Oh NOOOOO, it sounds bad!! We better watch what we say!!! PLEASE!! The anti's are coming, the anti's are coming.....give me a break!!! uke:


----------



## Csquared (Sep 5, 2006)

Jiffy, you seem to know alot about CA, based on one of your posts above.

Ask one of your "buddies" there if it matters if his "rifle" is called an assault weapon or not.

You may not like the taste of crow (although I'm guessing you're familiar with it), but suffice it to say, it does matter!

You can leave your head in the sand if you want. This IS America, and you're one who has personally helped to guarantee you can bury your head there if you want.

20 years ago people in Australia, England, and even CA would be laughing right along with you.........BUT THEY'RE NOT LAUGHING NOW!!

We can be proud and strong at the same time we are being smart and aware. Our gun rights at some point WILL be held in the hands of people who don't personally own guns. I feel very strongly it DOES matter what their opinions are about our guns, and how we refer to them WILL affect that opinion.

Danimal, if one of Jiffy's buddies in CA would show me how.....I'd kiss you right now! I was thinking tonight would be a good time to wrap this up with my final thoughts, BUT YOU ALREADY DID IT BETTER THAN I COULD'VE!

Thanks to ALL for the input!


----------



## Jiffy (Apr 22, 2005)

*What you will do*. Condense the forum thread's paragraph that begins "We can be proud and strong" into a short bulleted list that keeps its main points. The rows are separate from the forum thread and unrelated to it.

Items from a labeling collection
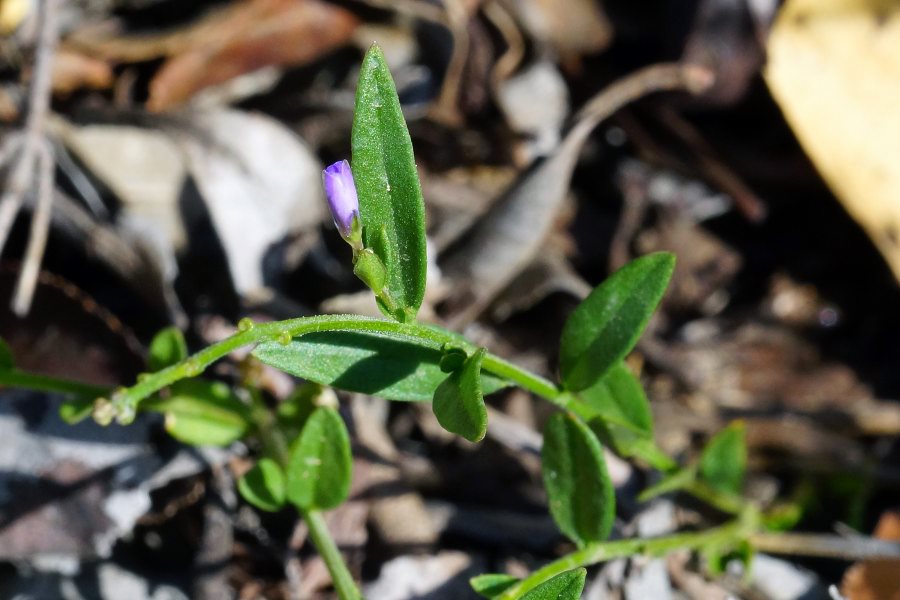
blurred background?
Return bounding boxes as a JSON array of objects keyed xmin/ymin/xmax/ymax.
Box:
[{"xmin": 0, "ymin": 0, "xmax": 900, "ymax": 600}]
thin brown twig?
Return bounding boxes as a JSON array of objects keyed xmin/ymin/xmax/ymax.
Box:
[
  {"xmin": 12, "ymin": 140, "xmax": 55, "ymax": 317},
  {"xmin": 0, "ymin": 0, "xmax": 59, "ymax": 315},
  {"xmin": 750, "ymin": 533, "xmax": 900, "ymax": 560}
]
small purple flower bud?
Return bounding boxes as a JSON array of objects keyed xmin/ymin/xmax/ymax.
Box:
[{"xmin": 322, "ymin": 160, "xmax": 359, "ymax": 243}]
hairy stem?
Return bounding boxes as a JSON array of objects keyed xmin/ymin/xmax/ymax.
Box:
[
  {"xmin": 102, "ymin": 315, "xmax": 566, "ymax": 423},
  {"xmin": 499, "ymin": 519, "xmax": 755, "ymax": 600},
  {"xmin": 300, "ymin": 510, "xmax": 362, "ymax": 600}
]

*The reply*.
- It is possible to be proud and strong while also being smart and aware.
- At some point, gun rights will be in the hands of people who don't own guns themselves.
- The writer feels strongly that those people's opinions about guns matter.
- The way guns are referred to will affect those opinions.